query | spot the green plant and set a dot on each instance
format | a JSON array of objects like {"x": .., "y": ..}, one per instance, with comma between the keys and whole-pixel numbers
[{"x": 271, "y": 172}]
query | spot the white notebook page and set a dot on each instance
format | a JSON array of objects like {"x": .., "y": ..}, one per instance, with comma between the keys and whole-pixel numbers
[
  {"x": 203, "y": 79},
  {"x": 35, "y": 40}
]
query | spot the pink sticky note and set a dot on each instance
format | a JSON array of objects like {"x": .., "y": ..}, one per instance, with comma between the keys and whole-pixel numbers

┄┄┄┄┄┄┄┄┄┄┄┄┄┄┄┄┄┄┄┄

- _Exercise aim_
Please, starting with the first line of the material above, write out each line exactly and finish on the line that includes "query | spot the white".

- _Answer below_
query | spot the green plant and set a dot on each instance
format | a JSON array of objects like {"x": .., "y": ..}, one per instance, with comma between the keys and whole-pixel numbers
[{"x": 271, "y": 172}]
query | spot the white notebook page and set a dot on each instance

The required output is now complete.